- Wednesday, May 18, 2022

A nation’s standing in the global world order has always been judged by the strength of its naval fleet — both the quantity and quality of its ships. President Theodore Roosevelt sent the world a powerful message when he built the Great White Fleet and sent 16 new battleships on a worldwide cruise in 1907. Roosevelt’s message was the U.S. was a maritime power with a capable and congressionally supported blue-water fleet. “A good Navy is not a provocation to war. It is the surest guaranty of peace,” said Mr. Roosevelt.

Support for a strong maritime capability continued during the Woodrow Wilson administration when the fleet’s size was tripled. Further strengthening occurred when President Franklin Roosevelt and Rep. Carl Vinson expanded our Navy. At Vinson’s urging, Congress passed the Two-Ocean Navy Act in 1940. Vinson said America’s naval capabilities in the Atlantic and Pacific should be increased, especially if the U.S. became involved in a global conflict that threatened our nation. A year later Japan attacked Pearl Harbor.

What resulted from the Two-Ocean Navy Act was a 70% increase in our fleet. The act actually was a key to our success in World War II because many of the ships to see action were already being built.

Work instructions:
(a) Reproduce the part of the piece on U.S. naval strength that opens with the words containing "- Wednesday, May" and closes with "said Mr. Roosevelt.".
(b) Pick up the piece on U.S. naval strength after its last sentence and keep writing it.

Provided material:
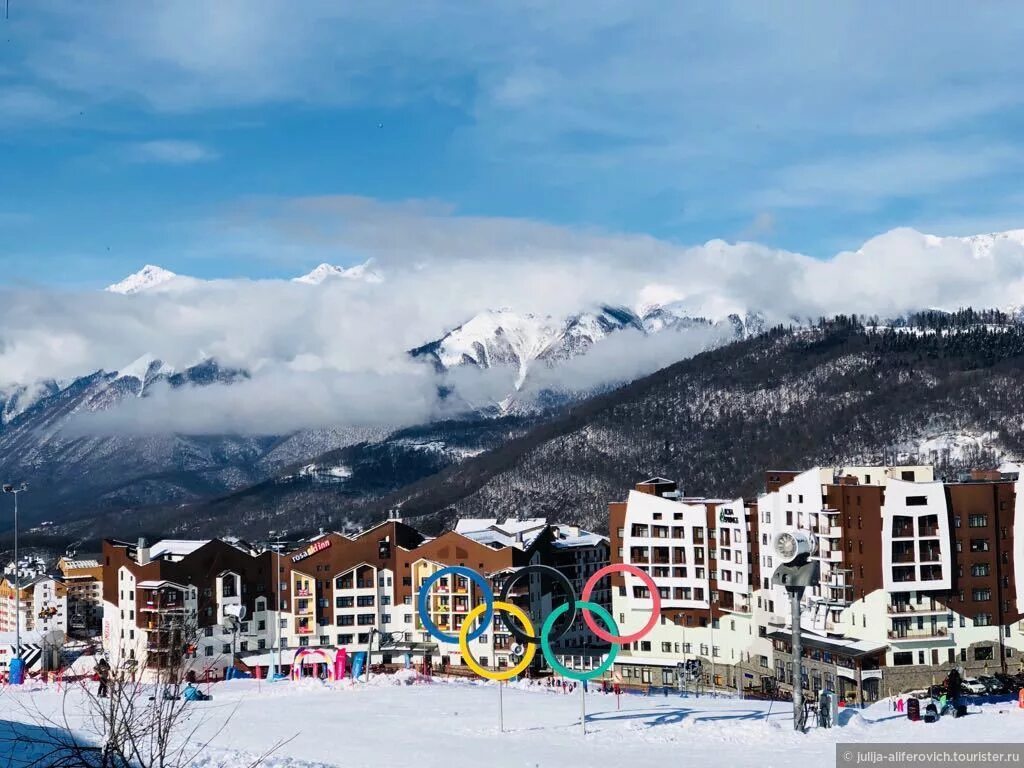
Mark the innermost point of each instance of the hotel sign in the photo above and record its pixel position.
(312, 549)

Your written answers:
(a)
- Wednesday, May 18, 2022

A nation’s standing in the global world order has always been judged by the strength of its naval fleet — both the quantity and quality of its ships. President Theodore Roosevelt sent the world a powerful message when he built the Great White Fleet and sent 16 new battleships on a worldwide cruise in 1907. Roosevelt’s message was the U.S. was a maritime power with a capable and congressionally supported blue-water fleet. “A good Navy is not a provocation to war. It is the surest guaranty of peace,” said Mr. Roosevelt.

(b)
However, the tide has turned. While leaders like the Roosevelts and Vinson saw the need and benefits resulting from a strong maritime presence, we’ve seen our Navy shrink to levels that should cause alarm. When the proposed budget for the next fiscal year was released a few weeks ago, the Navy budget calls for reducing the fleet from 298 ships to 280 by 2027. Meanwhile, China — our chief adversary — is now larger than the U.S. Navy with 360 battle force ships. China is on a pace to have 425 battle force ships by 2030.

In the past 10 years, China has increased its battle force ships by 140. China added more than 100 in just the past five years alone. Size alone does not necessarily make for a capable fleet. But in China’s case, we see their surface ships, submarines, aircraft, weapons and supporting systems much more capable than they were at the start of the 1990s, according to a recent Congressional Research Service report.

In its budget announcement, the Navy said it plans to decommission 24 ships next year alone. The strategy behind this reduction is referred to as “divesting to invest.” Some of the ships slated for decommissioning are just two or three years old.

It takes years to design and build a ship, and it will be years before the Navy will be able to grow its fleet with its divest to invest strategy. Meanwhile, our nation will be losing a tremendous amount of capability on the seas. Just as an example, we will lose more than 1000 vertical launching system cells with the ships being decommissioned. VLS cells are what fire long-range land-attack Tomahawk missiles. Tomahawks can also be used for air defense and ballistic missile defense, along with providing an anti-ship capability.      

The fallout from a reduced fleet is the burden this will place on the few ships that will remain. Fewer ships mean longer deployments and more maintenance, not to mention the added stresses to the sailors who man them.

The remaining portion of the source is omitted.